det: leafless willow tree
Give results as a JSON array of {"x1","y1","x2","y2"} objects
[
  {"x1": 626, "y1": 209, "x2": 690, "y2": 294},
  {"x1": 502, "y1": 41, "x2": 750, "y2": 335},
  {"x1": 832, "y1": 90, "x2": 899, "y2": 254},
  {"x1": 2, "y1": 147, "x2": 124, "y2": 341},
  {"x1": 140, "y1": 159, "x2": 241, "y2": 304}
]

Task objective: Would you output the entire listing exactly as written?

Result:
det: leafless willow tree
Give results as a JSON array of {"x1","y1","x2","y2"} objects
[
  {"x1": 626, "y1": 209, "x2": 690, "y2": 294},
  {"x1": 502, "y1": 41, "x2": 750, "y2": 335},
  {"x1": 832, "y1": 90, "x2": 899, "y2": 254},
  {"x1": 2, "y1": 147, "x2": 124, "y2": 341},
  {"x1": 140, "y1": 159, "x2": 241, "y2": 304}
]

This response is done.